- [Yapılacaklar]
1) Hz. Adem'e isimlerin öğretilmesini konu alan metne göre, ele alınan ayet hangi surenin kaçıncı ayetidir?
2) Hz. Adem'e isimlerin öğretilmesini konu alan metinde, insanın toprak yönüyle onda bulunduğu söylenen her şeyi sırala.
3) Hz. Adem'e isimlerin öğretilmesini konu alan metni bıraktığı yerden bir paragrafla sürdür.

- [Belge bölümü]
────────────────────

“Ve alleme Âdemel esmâe kulleha" ayeti neler anlatmaktadır?
Sure-i Bakara (31. Ayet)'daki bu ayetin mefhum-u münifi "Allah (C.C) Hz. Adem'e bütün esmâyı talim etti" şeklindedir. Malum! İsimlerin Hz. Adem'e öğretilmesi, Kur'ân-ı Hakim'de, Hz. Adem'in hilafetinin bahis mevzuu edildiği yerde ele alınır. Melekler, insanın cibilliyet ve mâhiyetindeki bir kısım unsurlardan ötürü, yeryüzünde fesat çıkaraca,ğı, kan dökeceği istibsarı (önsezi) ile, Cenab-ı Hakk'a mukabelede bulunurlar. Yani: "Ya Rab insanın mâhiyetine bakınca, bu, kan döker, insan öldürür, nifak çıkarır gibi görünüyor..." derler. Tıpkı, insanın yüzündeki hatlardan onun ruh ve mahiyetini okuyan insanlar gibi; melekler de, Hz. Adem'in mânevî simasında bunu görürler. Çünkü, yerin çamurundan, hamurundan alınan bir varlığın simasında bunlar yazılıydı... Onda, ilâhî nefhaya ait başka şeyler de yazılıydı ama, Melâike-i Kiram'ın gözüne birinci şık ilişmişti. Evet, bir yönü toprak, diğer yönü nefha-i ilâhî olan insan. Toprak yönü ile onda, şehvetler, kaprisler, hırslar, kinler, nefretler vardı; nefha-i ilâhî yönüyle de, A'lâ-yı İlliyyîne çıkıp, ahsen-i takvim suretini alacak ve Mele-i A'lânın sâkinleri arasına girecek bir kabiliyeti bulunuyordu.

────────────────────

- [Veri kayıtları]
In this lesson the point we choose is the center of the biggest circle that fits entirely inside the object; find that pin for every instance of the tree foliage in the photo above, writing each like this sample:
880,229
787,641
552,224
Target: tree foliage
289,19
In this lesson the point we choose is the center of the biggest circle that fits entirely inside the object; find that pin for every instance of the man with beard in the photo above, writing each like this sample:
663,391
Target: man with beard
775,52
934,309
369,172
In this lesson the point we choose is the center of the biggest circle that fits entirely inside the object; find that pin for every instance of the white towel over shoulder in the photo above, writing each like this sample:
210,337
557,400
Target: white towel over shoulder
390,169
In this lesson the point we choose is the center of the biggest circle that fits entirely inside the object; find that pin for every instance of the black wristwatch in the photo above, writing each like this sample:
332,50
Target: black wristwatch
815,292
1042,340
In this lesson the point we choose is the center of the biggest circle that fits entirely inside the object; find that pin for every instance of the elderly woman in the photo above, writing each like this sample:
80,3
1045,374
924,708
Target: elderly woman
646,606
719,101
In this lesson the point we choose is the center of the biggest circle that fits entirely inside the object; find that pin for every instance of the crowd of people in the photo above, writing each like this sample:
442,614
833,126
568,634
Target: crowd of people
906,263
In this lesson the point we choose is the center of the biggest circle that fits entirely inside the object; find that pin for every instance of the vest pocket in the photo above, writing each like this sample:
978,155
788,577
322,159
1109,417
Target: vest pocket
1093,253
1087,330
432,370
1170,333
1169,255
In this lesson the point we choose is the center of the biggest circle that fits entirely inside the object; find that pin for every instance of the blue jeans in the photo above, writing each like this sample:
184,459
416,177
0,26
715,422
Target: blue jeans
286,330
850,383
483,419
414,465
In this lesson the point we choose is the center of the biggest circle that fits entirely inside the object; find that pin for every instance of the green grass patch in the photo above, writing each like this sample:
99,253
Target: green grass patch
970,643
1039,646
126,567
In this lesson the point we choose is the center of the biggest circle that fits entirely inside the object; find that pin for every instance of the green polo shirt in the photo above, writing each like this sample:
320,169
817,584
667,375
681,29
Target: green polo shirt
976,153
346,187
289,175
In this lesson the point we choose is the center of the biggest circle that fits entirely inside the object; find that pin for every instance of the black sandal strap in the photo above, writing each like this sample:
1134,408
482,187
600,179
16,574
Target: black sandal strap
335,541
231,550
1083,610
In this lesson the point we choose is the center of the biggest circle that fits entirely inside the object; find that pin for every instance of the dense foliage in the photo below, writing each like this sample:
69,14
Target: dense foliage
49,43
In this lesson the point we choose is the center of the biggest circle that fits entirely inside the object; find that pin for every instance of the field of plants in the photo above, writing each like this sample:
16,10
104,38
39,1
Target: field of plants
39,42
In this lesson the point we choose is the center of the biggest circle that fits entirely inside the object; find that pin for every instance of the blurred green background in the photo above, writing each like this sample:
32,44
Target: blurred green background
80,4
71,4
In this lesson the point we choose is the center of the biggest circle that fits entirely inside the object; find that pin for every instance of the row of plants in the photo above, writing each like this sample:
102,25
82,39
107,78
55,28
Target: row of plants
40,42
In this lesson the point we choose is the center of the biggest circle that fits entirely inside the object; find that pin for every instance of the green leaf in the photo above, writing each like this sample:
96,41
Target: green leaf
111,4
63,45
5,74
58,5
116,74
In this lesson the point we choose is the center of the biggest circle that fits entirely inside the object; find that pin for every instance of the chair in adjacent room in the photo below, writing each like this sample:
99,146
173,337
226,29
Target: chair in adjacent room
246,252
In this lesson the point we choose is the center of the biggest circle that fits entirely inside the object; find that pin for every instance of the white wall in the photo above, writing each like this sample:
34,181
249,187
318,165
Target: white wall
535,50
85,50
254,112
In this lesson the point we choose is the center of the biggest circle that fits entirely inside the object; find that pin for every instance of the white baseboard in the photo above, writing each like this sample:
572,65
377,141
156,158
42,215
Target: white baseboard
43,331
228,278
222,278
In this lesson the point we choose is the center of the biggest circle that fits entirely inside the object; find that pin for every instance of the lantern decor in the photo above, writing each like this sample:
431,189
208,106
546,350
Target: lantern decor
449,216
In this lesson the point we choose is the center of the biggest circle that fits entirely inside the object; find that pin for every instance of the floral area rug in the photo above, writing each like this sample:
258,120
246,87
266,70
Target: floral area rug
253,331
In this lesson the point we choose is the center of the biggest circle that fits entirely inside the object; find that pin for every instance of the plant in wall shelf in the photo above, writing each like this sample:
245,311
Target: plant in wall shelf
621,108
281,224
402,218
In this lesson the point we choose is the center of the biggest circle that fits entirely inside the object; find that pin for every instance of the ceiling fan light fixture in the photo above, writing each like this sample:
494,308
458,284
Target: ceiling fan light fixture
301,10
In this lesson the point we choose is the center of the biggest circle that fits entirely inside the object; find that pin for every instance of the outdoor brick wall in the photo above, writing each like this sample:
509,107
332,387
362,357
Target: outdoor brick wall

────────────────────

- [Yanıtlar]
1) Bakara Suresi'nin 31. ayetidir.

2) Şehvetler, kaprisler, hırslar, kinler, nefretler.

3)
İşte, melekler, Adem'in cismâniyetine ait bu vaziyeti hissedip, Cenab-ı Hakk'a istifsârda bulundular. "Yeryüzünde nifak çıkaran, kan döken birisini mi yaratacaksın?" Allah (C.C) da melekleri imtihan için önce Adem'e Esmayı talim buyurdu; (Esmâ, isimler demektir) yani, taş, ağaç, kandil, toprak, avize vs... gibi şeyleri. Fakat mücerred esmâ bir şey ifade etmeyeceğinden, esmânın verâsında mücmel olarak müsemmâyı da O'na öğretti. Esasen kâinatta herşey, isim ve ismin delalet ettiği müsemmâ (isme esas teşkil eden zat) itibariyle iki yönü olan bir vahitdir. Bu itibarla, Hz. Adem'e isimleri öğretti demek, dolayısıyla isimlerin delalet ettikleri şeyleri de ta'lim etti demektir. Hz. Adem'e icmalen öğretilen isimlerin tafsilini Allah, Hz. Muhammed (Aleyhisselam)’â talim buyurmuştur. Evet, Hz. Adem'e okutulan fihristin bir kitap olarak tafsilatı Peygamberimiz'e (S.A.V) anlatılmıştır.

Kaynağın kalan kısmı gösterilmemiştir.